*What you are asked to do*. Without omitting anything, retype the data that follows.
>> START Given entries
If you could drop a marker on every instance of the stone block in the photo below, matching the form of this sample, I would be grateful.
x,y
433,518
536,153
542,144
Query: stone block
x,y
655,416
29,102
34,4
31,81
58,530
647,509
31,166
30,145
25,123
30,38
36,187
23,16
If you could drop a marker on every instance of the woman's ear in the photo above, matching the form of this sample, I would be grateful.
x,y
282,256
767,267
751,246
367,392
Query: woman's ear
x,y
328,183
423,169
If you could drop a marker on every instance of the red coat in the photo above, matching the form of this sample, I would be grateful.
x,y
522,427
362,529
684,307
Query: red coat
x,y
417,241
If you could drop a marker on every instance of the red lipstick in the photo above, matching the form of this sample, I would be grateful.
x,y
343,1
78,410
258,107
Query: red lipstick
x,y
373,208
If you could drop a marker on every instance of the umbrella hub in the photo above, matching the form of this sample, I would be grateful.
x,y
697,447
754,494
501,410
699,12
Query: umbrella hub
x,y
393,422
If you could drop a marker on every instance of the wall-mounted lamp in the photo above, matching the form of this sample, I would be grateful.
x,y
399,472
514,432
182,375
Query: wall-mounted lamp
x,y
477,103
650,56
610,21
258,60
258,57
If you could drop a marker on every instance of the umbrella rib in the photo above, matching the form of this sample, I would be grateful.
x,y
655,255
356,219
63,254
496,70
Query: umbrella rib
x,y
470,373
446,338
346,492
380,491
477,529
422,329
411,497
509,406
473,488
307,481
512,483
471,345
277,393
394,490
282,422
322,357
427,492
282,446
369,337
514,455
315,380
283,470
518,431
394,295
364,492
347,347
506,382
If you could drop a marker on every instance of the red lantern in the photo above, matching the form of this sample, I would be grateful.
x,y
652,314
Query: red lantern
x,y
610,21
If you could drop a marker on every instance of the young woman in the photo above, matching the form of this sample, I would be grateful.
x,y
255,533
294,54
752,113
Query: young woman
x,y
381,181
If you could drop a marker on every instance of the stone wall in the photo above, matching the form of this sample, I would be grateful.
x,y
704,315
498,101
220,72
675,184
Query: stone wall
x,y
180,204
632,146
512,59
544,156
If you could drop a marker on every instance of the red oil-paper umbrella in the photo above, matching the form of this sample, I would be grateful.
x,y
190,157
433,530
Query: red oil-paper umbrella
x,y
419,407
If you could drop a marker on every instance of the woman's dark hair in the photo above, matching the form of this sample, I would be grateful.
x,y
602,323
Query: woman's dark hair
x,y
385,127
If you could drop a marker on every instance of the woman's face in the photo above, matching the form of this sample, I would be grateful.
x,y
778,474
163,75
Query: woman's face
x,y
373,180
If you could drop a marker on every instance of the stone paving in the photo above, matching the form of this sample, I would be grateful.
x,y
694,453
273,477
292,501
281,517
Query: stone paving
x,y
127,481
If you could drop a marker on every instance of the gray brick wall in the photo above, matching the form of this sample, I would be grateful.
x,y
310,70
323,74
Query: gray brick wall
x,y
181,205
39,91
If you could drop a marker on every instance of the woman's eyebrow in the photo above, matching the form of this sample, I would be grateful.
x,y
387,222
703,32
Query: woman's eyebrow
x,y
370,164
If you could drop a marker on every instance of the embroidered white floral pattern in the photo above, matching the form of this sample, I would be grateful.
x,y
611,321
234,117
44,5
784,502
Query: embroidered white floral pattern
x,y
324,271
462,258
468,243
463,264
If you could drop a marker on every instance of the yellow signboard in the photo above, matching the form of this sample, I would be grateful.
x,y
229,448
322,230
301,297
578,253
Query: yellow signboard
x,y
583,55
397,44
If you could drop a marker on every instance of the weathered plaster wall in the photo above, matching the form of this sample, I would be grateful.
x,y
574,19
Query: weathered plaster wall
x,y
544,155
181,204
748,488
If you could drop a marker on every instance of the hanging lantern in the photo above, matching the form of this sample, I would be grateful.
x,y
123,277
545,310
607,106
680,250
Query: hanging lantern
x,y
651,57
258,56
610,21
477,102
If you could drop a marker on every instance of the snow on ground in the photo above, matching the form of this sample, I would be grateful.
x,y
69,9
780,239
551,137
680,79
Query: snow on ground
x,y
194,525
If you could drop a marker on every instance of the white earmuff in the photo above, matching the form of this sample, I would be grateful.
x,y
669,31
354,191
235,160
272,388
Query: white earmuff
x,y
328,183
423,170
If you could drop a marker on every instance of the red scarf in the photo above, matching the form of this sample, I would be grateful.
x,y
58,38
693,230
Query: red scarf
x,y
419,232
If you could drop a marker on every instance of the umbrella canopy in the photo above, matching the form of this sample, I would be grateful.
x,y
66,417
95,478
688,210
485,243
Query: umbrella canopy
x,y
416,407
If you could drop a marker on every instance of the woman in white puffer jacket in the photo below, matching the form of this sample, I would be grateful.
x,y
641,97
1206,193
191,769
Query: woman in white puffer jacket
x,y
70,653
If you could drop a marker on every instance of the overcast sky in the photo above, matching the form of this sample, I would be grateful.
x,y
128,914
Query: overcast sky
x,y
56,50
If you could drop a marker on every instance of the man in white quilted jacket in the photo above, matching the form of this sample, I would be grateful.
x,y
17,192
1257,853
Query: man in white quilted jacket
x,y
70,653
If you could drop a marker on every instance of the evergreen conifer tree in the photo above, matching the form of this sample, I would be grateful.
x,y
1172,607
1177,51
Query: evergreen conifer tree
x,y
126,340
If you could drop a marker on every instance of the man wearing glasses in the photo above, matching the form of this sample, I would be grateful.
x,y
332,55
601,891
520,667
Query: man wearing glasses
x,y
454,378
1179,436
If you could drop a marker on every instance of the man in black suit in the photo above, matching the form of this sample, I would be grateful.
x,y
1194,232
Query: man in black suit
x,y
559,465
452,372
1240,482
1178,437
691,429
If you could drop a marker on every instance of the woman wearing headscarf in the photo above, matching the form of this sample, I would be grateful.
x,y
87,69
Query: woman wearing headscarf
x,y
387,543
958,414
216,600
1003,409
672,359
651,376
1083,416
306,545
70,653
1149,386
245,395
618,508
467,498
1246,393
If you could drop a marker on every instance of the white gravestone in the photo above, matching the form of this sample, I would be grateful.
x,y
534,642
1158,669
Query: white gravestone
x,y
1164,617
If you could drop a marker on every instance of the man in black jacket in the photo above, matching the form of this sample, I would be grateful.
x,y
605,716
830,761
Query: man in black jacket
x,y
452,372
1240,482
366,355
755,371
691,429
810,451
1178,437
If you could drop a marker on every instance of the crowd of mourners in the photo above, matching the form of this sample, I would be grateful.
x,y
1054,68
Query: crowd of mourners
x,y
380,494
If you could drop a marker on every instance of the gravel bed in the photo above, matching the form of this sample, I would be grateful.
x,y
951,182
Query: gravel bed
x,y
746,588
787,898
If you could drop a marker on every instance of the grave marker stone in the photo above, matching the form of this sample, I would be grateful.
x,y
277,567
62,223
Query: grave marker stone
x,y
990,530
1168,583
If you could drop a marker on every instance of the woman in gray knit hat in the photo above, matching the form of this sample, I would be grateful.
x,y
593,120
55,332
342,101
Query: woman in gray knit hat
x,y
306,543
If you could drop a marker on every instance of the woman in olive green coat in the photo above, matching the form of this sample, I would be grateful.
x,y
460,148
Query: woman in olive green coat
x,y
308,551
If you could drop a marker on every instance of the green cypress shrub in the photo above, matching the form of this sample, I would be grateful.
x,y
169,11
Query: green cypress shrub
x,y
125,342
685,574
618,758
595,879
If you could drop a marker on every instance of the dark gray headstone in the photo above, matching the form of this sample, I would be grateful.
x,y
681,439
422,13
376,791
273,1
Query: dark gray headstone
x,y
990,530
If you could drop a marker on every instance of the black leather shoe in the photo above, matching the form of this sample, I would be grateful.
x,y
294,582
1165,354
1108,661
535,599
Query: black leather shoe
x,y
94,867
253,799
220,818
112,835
>> END Given entries
*Solution for this exercise*.
If you could drop a marker on every instance of the stone block in the photo below, matching the form of this sample, I would be grateful.
x,y
433,518
536,153
542,144
Query: stone block
x,y
655,416
29,102
34,4
31,81
58,530
647,509
31,166
30,145
25,123
30,38
36,187
23,16
If you could drop a marker on every instance of the woman's ear in the photo above, matching the form of this sample, I would be grateful.
x,y
282,256
767,267
751,246
367,392
Query: woman's ear
x,y
328,183
423,169
If you could drop a marker on every instance of the red coat in the photo above, matching the form of this sample, I would be grateful.
x,y
522,427
362,529
684,307
Query: red coat
x,y
417,241
If you could drop a marker on every instance of the red lipstick in the photo above, matching the form of this sample, I would be grateful.
x,y
343,1
78,410
258,107
Query: red lipstick
x,y
373,208
If you could drop a marker on every instance of the umbrella hub in the photo above, matching the form of this sample, I would be grateful.
x,y
697,447
754,494
501,410
699,12
Query: umbrella hub
x,y
393,422
If you could drop a marker on every instance of the wall-mounted lamp in the photo above, matching the form of this sample, I would be grateful.
x,y
399,472
514,432
182,375
Query: wall-mounted lamp
x,y
477,103
650,56
610,21
258,60
258,57
If you could drop a marker on every instance of the umbrella rib in the photo above, matching the form of this sample, I would be grateful.
x,y
655,255
356,219
63,254
496,70
Query: umbrella rib
x,y
470,373
446,338
346,492
380,491
477,529
422,329
411,497
509,406
473,488
307,481
512,483
471,345
277,393
394,490
282,422
322,357
427,492
282,446
369,337
514,455
315,380
283,470
518,431
394,295
364,492
347,347
506,382
If you could drop a marker on every instance of the red lantern in the photo above, matching the form of this sample, I would be grateful.
x,y
652,314
Query: red lantern
x,y
610,21
If you could drop a marker on every instance of the young woman in the photo above, matching the form of this sample, I would be grateful.
x,y
255,533
294,54
752,113
Query: young woman
x,y
381,181
If you could drop a marker on every instance of the stone wall in the photo above, matching the form of this sample, I would be grateful.
x,y
704,315
498,101
220,72
675,184
Query: stone wall
x,y
180,204
632,146
512,59
544,156
If you could drop a marker on every instance of the red oil-paper umbrella in the photo above, matching the form of this sample, I would be grateful.
x,y
190,157
433,530
Query: red oil-paper umbrella
x,y
419,407
If you could drop a marker on every instance of the woman's dark hair in the photo above, matching the form of this sample, I would be grateful.
x,y
602,323
Query: woman's dark hair
x,y
385,127
If you could drop a marker on every instance of the woman's face in the photo above, matching the form of this sample, I would be grateful.
x,y
778,474
163,75
Query: woman's face
x,y
373,180
If you could drop a marker on every instance of the stone paving in the photo above, matching the form of this sample, I would be grateful.
x,y
694,453
273,477
292,501
281,517
Query: stone paving
x,y
127,481
If you could drop a marker on every instance of the gray brick wall in the photo above, matching the form of this sample, I would be grateful.
x,y
310,70
323,74
Query: gray brick wall
x,y
181,205
39,91
If you could drop a marker on every instance of the woman's eyebrow in the photo above, matching the form of this sample, I would be grateful.
x,y
387,222
703,32
Query: woman's eyebrow
x,y
370,164
If you could drop a marker on every instance of the embroidered white floral pattern in the photo above, matching the form of this sample, I would be grateful.
x,y
611,321
234,117
44,5
784,502
Query: embroidered white floral pattern
x,y
324,271
462,258
468,243
463,264
If you could drop a marker on every instance of the yellow signboard in the photo above, matching the form of this sample, I would be grateful.
x,y
229,448
322,230
301,297
578,253
Query: yellow signboard
x,y
583,55
397,44
If you could drop a marker on every instance of the weathered plaster wall in the photo above, matching the form of this sample, I would be grateful.
x,y
574,19
Query: weathered plaster wall
x,y
544,155
181,204
748,488
If you could drop a marker on every instance of the hanging lantern in the photo above, matching the form of this sample, I would be grateful.
x,y
123,277
545,310
607,106
680,250
Query: hanging lantern
x,y
651,57
258,56
610,21
477,102
If you could drop a marker on every instance of the snow on ground in the photo above, matching the form of this sample, I would be grateful.
x,y
69,9
780,239
551,137
680,79
Query: snow on ground
x,y
194,525
If you could drop a marker on every instance of the white earmuff in the photo above, matching the form of this sample, I would be grateful.
x,y
669,31
354,191
235,160
272,388
Query: white earmuff
x,y
328,183
423,170
If you could drop a marker on every instance of the red scarf in the photo above, matching the form of this sample, I would be grateful.
x,y
58,38
693,230
Query: red scarf
x,y
419,232
If you could drop a marker on every instance of the umbrella canopy in the photo above, matching the form of this sample, I would be grateful.
x,y
66,417
95,478
688,210
485,243
Query: umbrella canopy
x,y
416,407
If you could drop a marker on every instance of the woman in white puffer jacket in the photo below, matching the form of this sample, I would be grateful.
x,y
641,97
1206,193
191,769
Query: woman in white puffer jacket
x,y
70,653
If you could drop a marker on every instance of the overcast sky in the photo above, matching the form of this sample, I would be grateful.
x,y
128,914
Query: overcast sky
x,y
56,50
If you could drop a marker on every instance of the man in white quilted jacket in the photo above, matching the form of this sample, I would be grateful.
x,y
17,192
1257,853
Query: man in white quilted jacket
x,y
70,653
If you could drop a marker on every instance of the evergreen conifer tree in the photo above, matching the form of this sample, I would be grateful.
x,y
1172,607
1177,51
Query: evergreen conifer tree
x,y
126,340
If you could drop a marker on every instance of the man wearing glasses in the photo above, matching the form of this sample, I would be grateful.
x,y
332,55
601,891
520,667
Query: man wearing glasses
x,y
454,378
1179,436
If you could drop a marker on every instance of the man in black suit in the photo above, matching the form of this sample, I would be grateful.
x,y
1194,232
Query: man in black suit
x,y
559,465
452,372
1240,482
1178,437
691,429
If you could drop a marker on every instance of the woman wearing headscarf in the photo above, matching the form of this sample, I would be grateful.
x,y
87,69
Query: woman wearing headscarf
x,y
387,543
958,414
216,600
1003,409
672,359
651,376
1083,416
306,545
70,653
1149,386
245,395
618,508
467,498
1246,393
If you could drop a marker on every instance of the white gravestone in the photo above, matching the form of this sample, I would be grateful.
x,y
534,642
1158,669
Query: white gravestone
x,y
1164,617
If you could drop a marker on every instance of the man in black jacket in the photo above, matching the form of this sample, I would be grateful.
x,y
605,716
830,761
Query: man in black jacket
x,y
452,372
1240,482
366,355
755,371
691,429
810,451
1178,437
If you could drop a marker on every instance of the crowd of mourners in the photo above, matching the form of this sample, I would be grateful.
x,y
1054,68
Query: crowd of mourners
x,y
380,494
If you could drop a marker on every instance of the gravel bed in the photo above, matching the form of this sample, I would be grateful.
x,y
951,182
Query: gravel bed
x,y
746,588
787,898
If you could drop a marker on every instance of the grave marker stone in the photo above, matching the form of this sample, I would be grateful.
x,y
277,567
62,223
Query: grave marker stone
x,y
990,530
1168,583
If you could drop a marker on every instance of the woman in gray knit hat in the photo above, matching the form of this sample, I would be grateful.
x,y
593,120
55,332
342,101
Query: woman in gray knit hat
x,y
306,543
If you could drop a marker on every instance of the woman in olive green coat in the photo above, matching the form of this sample, I would be grateful.
x,y
460,148
Query: woman in olive green coat
x,y
308,551
If you could drop a marker on every instance of the green cypress shrub in the photo above, matching the form of this sample, I would be grateful.
x,y
169,11
Query: green cypress shrub
x,y
125,342
685,574
618,758
595,879
If you could drop a marker on every instance of the dark gray headstone in the photo above, matching the form of this sample, I would be grateful.
x,y
681,439
422,13
376,791
273,1
Query: dark gray headstone
x,y
990,530
If you could drop a marker on every instance of the black leather shoe in the photo above, matching the form of this sample, I would be grateful.
x,y
294,582
1165,354
1108,661
535,599
Query: black leather shoe
x,y
94,867
253,799
220,818
112,835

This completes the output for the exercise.